### AIM OF THE TASK:
A verbatim reproduction of the lines below, from the line containing "Guideline: for every instance of the aerial platform" through the line containing "Guideline: for every instance of the asphalt", both ends included, is the whole required output.

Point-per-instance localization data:
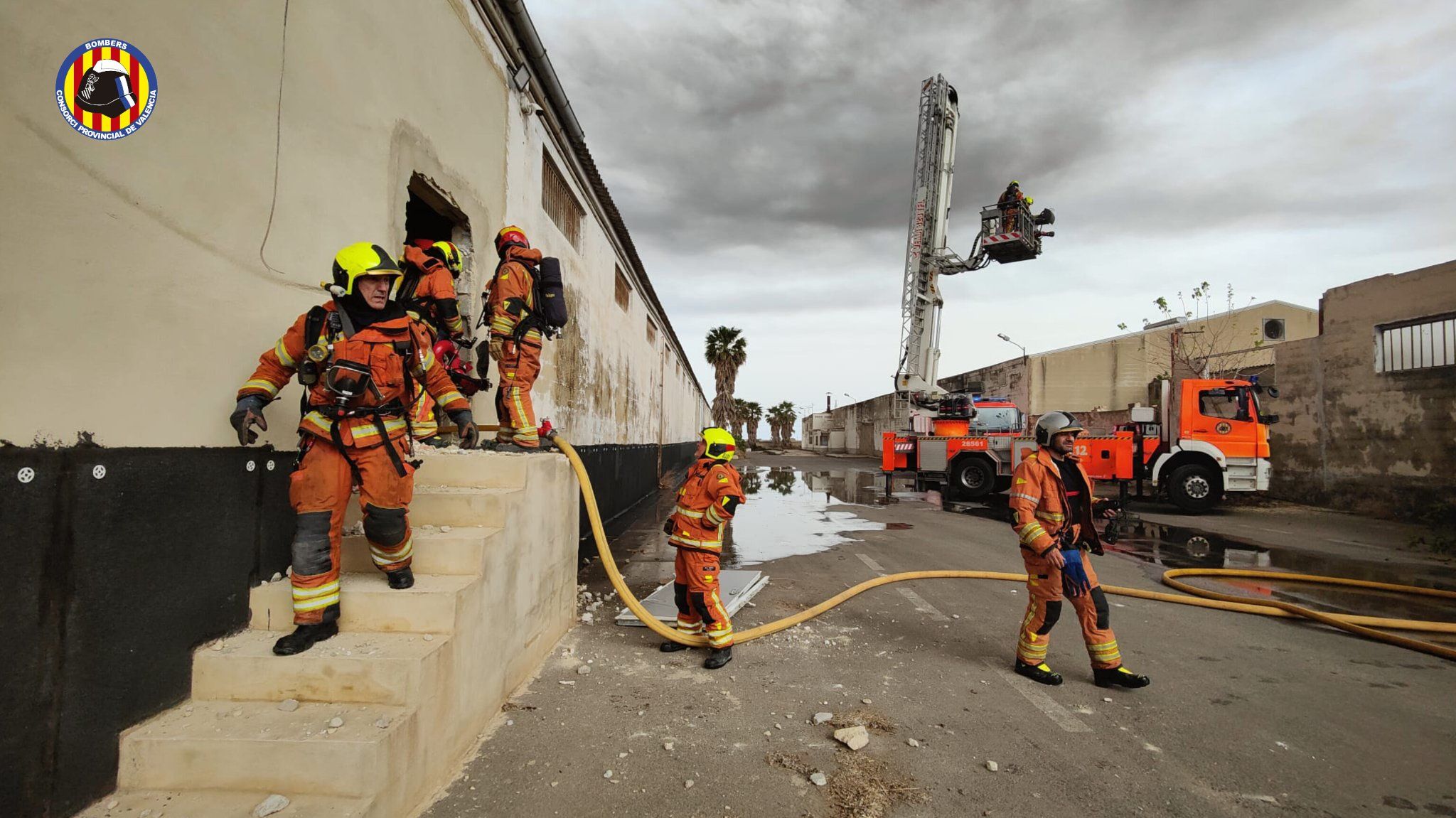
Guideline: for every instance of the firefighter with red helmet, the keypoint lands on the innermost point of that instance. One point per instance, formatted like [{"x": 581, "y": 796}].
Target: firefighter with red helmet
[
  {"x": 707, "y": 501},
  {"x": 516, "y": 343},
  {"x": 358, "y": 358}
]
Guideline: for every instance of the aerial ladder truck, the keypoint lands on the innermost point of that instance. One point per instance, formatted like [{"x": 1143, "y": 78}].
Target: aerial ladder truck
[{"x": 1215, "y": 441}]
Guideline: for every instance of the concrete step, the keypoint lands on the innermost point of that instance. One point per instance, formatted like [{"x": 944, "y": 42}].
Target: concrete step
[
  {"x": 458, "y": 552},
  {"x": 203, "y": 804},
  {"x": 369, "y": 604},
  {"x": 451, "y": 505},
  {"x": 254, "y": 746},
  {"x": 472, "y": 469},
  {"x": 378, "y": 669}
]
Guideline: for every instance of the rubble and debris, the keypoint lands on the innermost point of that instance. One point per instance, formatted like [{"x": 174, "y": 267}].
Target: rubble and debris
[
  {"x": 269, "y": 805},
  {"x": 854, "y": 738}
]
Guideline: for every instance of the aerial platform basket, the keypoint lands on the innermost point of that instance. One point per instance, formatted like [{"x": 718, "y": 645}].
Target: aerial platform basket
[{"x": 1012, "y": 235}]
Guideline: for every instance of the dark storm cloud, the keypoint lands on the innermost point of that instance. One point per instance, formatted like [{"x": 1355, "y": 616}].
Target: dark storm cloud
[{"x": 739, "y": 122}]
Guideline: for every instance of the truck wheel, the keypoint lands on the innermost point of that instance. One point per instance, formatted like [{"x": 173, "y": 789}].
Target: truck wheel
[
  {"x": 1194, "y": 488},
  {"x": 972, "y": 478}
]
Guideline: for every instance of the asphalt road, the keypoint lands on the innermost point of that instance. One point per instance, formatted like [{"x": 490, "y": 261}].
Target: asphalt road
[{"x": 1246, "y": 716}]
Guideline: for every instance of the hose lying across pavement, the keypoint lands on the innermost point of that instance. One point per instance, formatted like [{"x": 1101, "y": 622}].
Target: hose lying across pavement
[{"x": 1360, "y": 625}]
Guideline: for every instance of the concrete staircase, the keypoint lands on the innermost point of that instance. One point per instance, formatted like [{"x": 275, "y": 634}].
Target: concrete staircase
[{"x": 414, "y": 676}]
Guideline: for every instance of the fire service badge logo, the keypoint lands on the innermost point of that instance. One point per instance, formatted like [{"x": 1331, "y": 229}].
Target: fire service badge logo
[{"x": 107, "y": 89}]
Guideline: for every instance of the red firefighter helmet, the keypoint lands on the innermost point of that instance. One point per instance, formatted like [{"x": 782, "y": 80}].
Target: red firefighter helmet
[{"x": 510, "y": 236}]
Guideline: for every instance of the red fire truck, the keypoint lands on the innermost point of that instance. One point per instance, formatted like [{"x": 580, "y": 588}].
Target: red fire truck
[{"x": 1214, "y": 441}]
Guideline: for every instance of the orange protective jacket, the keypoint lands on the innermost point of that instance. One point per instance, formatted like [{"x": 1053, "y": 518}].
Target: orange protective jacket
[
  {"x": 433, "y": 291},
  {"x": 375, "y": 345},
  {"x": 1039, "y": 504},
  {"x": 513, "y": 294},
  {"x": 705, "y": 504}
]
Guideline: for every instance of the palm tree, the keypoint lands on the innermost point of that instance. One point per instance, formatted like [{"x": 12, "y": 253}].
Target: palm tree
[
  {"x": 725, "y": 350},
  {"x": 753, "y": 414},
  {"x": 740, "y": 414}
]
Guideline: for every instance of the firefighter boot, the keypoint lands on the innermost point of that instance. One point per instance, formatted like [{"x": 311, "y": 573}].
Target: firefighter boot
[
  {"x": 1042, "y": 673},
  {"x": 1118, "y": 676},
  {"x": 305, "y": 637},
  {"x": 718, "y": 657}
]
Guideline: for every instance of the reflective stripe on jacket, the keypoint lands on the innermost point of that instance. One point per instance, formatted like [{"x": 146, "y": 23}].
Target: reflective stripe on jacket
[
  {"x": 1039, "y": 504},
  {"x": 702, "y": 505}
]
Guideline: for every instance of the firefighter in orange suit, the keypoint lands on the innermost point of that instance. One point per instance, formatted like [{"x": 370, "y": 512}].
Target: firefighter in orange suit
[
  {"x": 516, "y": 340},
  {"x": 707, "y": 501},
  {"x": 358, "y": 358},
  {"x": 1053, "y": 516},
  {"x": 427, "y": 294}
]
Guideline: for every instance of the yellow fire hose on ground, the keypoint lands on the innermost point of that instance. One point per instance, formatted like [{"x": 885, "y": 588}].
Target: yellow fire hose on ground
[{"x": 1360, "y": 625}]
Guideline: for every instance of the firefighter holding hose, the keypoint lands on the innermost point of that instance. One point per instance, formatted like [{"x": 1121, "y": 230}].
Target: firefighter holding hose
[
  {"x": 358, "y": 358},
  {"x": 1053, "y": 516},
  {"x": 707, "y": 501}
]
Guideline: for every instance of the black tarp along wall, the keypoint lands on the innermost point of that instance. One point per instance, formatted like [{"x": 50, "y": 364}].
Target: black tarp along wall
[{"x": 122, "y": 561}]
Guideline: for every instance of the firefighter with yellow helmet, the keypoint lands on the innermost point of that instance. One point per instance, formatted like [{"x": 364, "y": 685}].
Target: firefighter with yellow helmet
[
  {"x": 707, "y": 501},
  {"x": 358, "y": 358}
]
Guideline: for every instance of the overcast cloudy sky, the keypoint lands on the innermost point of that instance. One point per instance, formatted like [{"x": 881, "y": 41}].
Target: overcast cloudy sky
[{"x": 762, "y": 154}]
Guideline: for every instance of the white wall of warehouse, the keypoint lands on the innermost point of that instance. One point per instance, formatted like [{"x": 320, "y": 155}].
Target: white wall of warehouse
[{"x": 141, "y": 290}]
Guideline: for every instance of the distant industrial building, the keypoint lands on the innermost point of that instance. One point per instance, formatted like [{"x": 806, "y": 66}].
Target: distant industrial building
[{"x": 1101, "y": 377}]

### SOLUTION FOR THIS EXERCISE:
Guideline: for every instance of the aerial platform basket, the keypoint lands on the innermost point of that instance. One point per instance, formatted like [{"x": 718, "y": 645}].
Target: aerial platform basket
[{"x": 1012, "y": 235}]
Guideline: for every instance of the dark storm cloud, the keypoint lands on the innermost point of that instance. One point per instance, formatted like [{"x": 1355, "y": 616}].
Target: dark storm cloud
[{"x": 739, "y": 122}]
Guideline: for every instance of the truck wheel, the keypoint lands on the innermost point of that instance. One point per instance, formatted like [{"x": 173, "y": 789}].
Target: truck wheel
[
  {"x": 1194, "y": 488},
  {"x": 972, "y": 478}
]
Guideline: for every instance of the asphalt road, the keypoint lands on the innermost point of that instance. One point per instance, formatted like [{"x": 490, "y": 261}].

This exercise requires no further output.